● Text under study
Now remember the mass numbers on both sides have to equal. The number of protons on both sides have to equal. We have 204 on the reactant side, so on your product side it needs to also add up to 204. We already have 4 coming from the alpha particle, so we need an additional 200. So 200 + 4 gives me 204 on the product side.

On the reactant side we have 88 protons with radium. We need 88 protons on the product side, two of them already coming from the alpha particle. So to get to 88 our new lines in total has to have 86. 86 + 2 gives me 88. Look on the periodic table and that would be Radon RN.

So this would represent the alpha decay of radium 204. It produces an alpha particle and our new isotope of radon 200. OK, so this would be our final answer.

Now when it comes to our energetic particles, we have to talk about their ionizing power and their penetrating power. Now ionizing power is the ability of an energetic particle to it's in a name ionize atoms and molecules. Penetrating power is the ability of an energetic particle to pass through matter. Now with these energetic particles, it's important that we shield ourselves from their effects because if they can get into our bodies, they start ionizing molecules and atoms inside of us. It can lead to some very dangerous and disastrous results.

So here we're talking about the alpha particle, let's talk about its particle symbol, and we know that it is 42 and then the alpha symbol or the helium symbol. Here we have basically our alpha decay reaction, which is the platinum 171 isotope decomposing to give us osmium 167. In terms of size, we say that the alpha particle is the largest of our energetic particles. Because it is the largest, its ionizing power is the highest. Now, luckily, because it's so large, it's hard for it to penetrate our skin. So we're going to say that it has the lowest penetrating power.

Now, what can shield us from the effects of an alpha particle? Well, because they're so large, it's easy to stop them in their plates. They can't get through nooks and crannies and crevices because they're so large. So things such as clothing can protect us from an alpha particle. Our skin, our skin is strong enough and and thick enough, and the alpha particle being so large it can't penetrate our skin. We can also say paper, even the air around us can act as a shield against alpha particles.

● Information supplied
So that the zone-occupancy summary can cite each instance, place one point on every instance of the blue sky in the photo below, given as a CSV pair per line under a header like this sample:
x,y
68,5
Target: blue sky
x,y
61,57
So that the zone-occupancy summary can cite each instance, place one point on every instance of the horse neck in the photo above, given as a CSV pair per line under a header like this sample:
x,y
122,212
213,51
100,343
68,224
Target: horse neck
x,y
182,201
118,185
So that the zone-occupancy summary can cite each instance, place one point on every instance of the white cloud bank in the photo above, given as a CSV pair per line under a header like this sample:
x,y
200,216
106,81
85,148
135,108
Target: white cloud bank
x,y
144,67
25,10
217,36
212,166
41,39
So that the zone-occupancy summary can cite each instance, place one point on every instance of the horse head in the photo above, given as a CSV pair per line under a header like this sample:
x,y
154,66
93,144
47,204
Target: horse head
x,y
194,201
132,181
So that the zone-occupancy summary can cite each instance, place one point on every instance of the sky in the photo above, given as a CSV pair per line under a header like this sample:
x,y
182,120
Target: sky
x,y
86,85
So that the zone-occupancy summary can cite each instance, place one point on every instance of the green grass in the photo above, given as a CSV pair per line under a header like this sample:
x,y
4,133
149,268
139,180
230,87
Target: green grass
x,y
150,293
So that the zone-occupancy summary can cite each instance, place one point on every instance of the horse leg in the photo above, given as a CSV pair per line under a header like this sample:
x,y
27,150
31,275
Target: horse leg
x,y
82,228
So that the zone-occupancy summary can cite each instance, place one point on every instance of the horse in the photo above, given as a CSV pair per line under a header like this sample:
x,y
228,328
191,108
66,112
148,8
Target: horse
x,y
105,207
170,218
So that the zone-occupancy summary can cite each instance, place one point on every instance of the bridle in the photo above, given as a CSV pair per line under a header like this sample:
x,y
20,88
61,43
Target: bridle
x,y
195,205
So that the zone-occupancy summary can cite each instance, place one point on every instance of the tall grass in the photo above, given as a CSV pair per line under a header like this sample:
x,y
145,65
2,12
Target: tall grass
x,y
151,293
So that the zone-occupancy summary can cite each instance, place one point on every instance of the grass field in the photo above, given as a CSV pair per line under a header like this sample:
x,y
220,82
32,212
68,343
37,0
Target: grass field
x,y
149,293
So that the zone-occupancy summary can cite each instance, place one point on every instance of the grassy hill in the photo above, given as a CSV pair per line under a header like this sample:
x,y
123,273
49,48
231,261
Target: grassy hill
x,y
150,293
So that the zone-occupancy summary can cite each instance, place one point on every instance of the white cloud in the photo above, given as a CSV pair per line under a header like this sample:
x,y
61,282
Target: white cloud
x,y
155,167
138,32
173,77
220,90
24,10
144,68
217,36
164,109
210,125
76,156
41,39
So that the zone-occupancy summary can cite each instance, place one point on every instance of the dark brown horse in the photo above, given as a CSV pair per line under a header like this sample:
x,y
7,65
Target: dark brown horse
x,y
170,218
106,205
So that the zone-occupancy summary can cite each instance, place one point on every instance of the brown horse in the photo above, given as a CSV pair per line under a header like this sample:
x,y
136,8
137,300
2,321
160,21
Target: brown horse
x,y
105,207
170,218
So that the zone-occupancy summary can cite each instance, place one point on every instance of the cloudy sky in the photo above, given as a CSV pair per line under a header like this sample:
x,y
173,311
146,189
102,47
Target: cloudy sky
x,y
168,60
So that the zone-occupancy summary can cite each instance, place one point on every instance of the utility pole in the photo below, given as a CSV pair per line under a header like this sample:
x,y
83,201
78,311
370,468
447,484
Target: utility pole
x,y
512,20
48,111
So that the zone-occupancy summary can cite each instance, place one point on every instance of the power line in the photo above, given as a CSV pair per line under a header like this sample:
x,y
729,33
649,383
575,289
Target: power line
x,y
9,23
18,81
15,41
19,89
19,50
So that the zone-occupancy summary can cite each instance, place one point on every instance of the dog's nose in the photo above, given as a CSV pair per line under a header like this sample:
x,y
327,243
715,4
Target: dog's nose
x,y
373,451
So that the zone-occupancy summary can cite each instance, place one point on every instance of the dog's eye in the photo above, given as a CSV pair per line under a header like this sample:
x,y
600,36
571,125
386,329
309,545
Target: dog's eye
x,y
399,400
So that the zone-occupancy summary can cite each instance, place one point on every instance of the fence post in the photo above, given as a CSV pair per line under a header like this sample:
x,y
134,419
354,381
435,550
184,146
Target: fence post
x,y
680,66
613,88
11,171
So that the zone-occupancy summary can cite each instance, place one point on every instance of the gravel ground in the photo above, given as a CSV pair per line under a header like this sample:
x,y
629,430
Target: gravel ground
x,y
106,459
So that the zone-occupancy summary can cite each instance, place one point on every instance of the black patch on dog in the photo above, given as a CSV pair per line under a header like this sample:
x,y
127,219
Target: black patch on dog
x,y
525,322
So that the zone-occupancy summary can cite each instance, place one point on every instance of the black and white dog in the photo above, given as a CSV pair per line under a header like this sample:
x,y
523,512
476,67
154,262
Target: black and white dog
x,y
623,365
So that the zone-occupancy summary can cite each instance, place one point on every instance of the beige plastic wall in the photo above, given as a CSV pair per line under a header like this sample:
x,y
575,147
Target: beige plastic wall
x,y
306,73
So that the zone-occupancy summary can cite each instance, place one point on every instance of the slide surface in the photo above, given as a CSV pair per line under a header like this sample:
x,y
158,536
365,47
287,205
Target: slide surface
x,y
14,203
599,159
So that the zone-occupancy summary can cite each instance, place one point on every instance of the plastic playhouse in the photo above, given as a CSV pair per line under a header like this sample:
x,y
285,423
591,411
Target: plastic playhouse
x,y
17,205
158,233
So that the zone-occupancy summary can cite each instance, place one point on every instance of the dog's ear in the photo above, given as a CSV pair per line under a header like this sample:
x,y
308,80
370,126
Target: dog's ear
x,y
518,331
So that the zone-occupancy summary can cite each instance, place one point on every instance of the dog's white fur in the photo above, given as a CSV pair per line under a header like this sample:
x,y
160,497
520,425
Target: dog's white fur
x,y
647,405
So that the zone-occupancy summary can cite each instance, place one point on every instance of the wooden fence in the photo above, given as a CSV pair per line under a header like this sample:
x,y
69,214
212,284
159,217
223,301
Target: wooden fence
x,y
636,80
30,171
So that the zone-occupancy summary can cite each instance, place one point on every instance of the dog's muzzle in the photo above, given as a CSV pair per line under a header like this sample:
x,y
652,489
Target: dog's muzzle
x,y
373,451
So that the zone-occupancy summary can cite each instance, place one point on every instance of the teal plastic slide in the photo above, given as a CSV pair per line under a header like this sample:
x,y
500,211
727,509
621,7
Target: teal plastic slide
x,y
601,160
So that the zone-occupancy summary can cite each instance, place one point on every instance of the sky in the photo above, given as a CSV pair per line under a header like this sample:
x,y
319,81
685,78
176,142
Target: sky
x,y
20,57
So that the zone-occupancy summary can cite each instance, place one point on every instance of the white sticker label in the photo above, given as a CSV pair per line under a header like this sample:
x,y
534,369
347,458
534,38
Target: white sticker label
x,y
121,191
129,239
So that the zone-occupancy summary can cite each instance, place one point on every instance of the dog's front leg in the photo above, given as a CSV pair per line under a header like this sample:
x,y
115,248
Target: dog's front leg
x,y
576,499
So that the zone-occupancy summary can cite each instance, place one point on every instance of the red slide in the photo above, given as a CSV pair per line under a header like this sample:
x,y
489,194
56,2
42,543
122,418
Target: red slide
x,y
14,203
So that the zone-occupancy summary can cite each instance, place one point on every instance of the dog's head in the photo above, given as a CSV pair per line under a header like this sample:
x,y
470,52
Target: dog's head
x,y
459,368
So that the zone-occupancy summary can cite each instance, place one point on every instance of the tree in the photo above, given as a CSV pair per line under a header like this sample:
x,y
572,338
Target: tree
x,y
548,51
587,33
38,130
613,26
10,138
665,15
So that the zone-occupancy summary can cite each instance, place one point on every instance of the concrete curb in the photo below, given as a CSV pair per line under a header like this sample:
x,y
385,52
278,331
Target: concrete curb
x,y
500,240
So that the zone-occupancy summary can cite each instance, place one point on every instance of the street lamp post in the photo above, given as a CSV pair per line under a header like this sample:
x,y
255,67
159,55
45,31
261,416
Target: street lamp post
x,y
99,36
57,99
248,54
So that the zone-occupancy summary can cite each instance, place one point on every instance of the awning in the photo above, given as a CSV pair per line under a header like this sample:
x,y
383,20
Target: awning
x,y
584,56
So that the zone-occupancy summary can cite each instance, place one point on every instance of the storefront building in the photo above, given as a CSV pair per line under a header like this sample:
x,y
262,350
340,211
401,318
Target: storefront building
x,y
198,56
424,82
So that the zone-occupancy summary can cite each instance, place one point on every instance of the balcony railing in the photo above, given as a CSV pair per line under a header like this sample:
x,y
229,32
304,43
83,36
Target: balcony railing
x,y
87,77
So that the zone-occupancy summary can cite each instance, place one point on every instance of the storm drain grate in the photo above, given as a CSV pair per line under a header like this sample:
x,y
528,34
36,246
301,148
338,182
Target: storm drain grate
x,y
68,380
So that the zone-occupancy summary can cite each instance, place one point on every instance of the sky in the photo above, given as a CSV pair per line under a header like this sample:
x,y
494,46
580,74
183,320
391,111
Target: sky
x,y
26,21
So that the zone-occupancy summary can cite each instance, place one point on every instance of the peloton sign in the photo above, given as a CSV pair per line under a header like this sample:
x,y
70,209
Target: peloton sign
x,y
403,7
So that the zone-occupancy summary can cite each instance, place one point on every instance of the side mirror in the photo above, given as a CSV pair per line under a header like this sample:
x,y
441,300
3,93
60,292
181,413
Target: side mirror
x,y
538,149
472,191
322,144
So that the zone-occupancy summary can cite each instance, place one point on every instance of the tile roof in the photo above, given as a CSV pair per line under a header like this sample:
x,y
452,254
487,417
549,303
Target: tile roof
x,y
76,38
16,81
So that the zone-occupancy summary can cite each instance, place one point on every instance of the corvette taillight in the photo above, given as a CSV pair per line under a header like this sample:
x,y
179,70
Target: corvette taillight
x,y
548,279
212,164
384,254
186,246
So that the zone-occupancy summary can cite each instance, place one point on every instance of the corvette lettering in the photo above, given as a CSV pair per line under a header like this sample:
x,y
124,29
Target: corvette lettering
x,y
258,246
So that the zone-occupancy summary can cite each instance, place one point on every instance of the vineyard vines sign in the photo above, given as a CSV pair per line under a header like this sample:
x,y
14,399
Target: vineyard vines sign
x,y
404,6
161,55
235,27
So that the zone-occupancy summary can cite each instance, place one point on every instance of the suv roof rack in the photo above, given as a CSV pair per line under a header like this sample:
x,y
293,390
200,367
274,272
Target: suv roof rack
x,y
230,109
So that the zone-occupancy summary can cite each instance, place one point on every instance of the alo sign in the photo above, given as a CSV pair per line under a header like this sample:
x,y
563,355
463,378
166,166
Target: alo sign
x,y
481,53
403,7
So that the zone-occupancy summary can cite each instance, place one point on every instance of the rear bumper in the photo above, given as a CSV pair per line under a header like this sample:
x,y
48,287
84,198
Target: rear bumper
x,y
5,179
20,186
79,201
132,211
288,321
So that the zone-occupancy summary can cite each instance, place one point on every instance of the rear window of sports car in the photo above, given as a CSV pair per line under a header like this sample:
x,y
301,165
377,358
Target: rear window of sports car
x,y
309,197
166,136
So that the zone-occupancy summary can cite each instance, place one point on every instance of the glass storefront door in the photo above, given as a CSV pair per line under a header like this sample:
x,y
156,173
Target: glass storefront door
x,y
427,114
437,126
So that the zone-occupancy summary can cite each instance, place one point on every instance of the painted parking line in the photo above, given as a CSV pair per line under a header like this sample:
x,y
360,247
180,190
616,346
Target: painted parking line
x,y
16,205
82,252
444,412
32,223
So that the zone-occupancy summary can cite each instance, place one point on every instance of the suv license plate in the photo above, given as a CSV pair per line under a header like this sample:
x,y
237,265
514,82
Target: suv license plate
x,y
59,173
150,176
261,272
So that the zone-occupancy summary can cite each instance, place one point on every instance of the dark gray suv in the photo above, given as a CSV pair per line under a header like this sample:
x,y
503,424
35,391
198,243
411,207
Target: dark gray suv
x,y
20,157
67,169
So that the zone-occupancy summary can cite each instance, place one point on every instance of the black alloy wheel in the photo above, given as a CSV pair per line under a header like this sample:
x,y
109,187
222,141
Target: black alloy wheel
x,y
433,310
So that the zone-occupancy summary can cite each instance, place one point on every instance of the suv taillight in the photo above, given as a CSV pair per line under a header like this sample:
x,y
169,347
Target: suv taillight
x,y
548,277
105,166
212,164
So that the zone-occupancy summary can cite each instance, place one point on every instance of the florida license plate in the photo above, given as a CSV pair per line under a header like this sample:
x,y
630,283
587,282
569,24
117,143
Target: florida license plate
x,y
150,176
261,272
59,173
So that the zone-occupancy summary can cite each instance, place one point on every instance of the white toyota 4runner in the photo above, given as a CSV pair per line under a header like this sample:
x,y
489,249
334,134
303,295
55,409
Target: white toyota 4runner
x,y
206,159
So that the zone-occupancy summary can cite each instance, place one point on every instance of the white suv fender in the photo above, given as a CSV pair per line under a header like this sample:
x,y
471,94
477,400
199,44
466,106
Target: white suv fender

● Work to complete
[a] From the alpha decay lesson, return the passage from "Now remember the" to "be Radon RN.".
[b] Name every item the alpha decay lesson gives as a shield against alpha particles.
[c] Extend the alpha decay lesson beyond its final sentence.
The data have no connection to the alpha decay lesson.

● Responses by item number
[a]
Now remember the mass numbers on both sides have to equal. The number of protons on both sides have to equal. We have 204 on the reactant side, so on your product side it needs to also add up to 204. We already have 4 coming from the alpha particle, so we need an additional 200. So 200 + 4 gives me 204 on the product side.

On the reactant side we have 88 protons with radium. We need 88 protons on the product side, two of them already coming from the alpha particle. So to get to 88 our new lines in total has to have 86. 86 + 2 gives me 88. Look on the periodic table and that would be Radon RN.

[b] Clothing, skin, paper, and the air around us.

[c]
Now here we're going to say because of high ionizing power, alpha particles are considered the most damaging to biological tissues. Remember, they're very large. So because they're large, they're going to move very slowly if they get into our system, giving them ample time to ionize everything around them in terms of our biological tissue. So it's always imperative to make sure that something like this does not enter our bodies.

How could it enter us? Well, maybe alpha particles. You're in a nuclear facility or something and alpha particles contaminate your food and you ingest it. Can't protect yourself from that. Once you consume the food and it's inside of you, then again it can lead to very dasp like dangerous and disastrous results. Alright, so just keep in mind these fundamental ideas when it comes to the alpha particle in terms of its ionizing power and penetrating power.

Here it says select the correct statement by alpha decay. Here the parent nuclide gains 2 protons and two neutrons. No, one doesn't gain them and loses them. To create the alpha particle produces radiation by absorbing A helium nucleus. No, it doesn't absorb the helium nucleus. It emits or gives off or loses the helium nucleus. That's what the alpha particle is.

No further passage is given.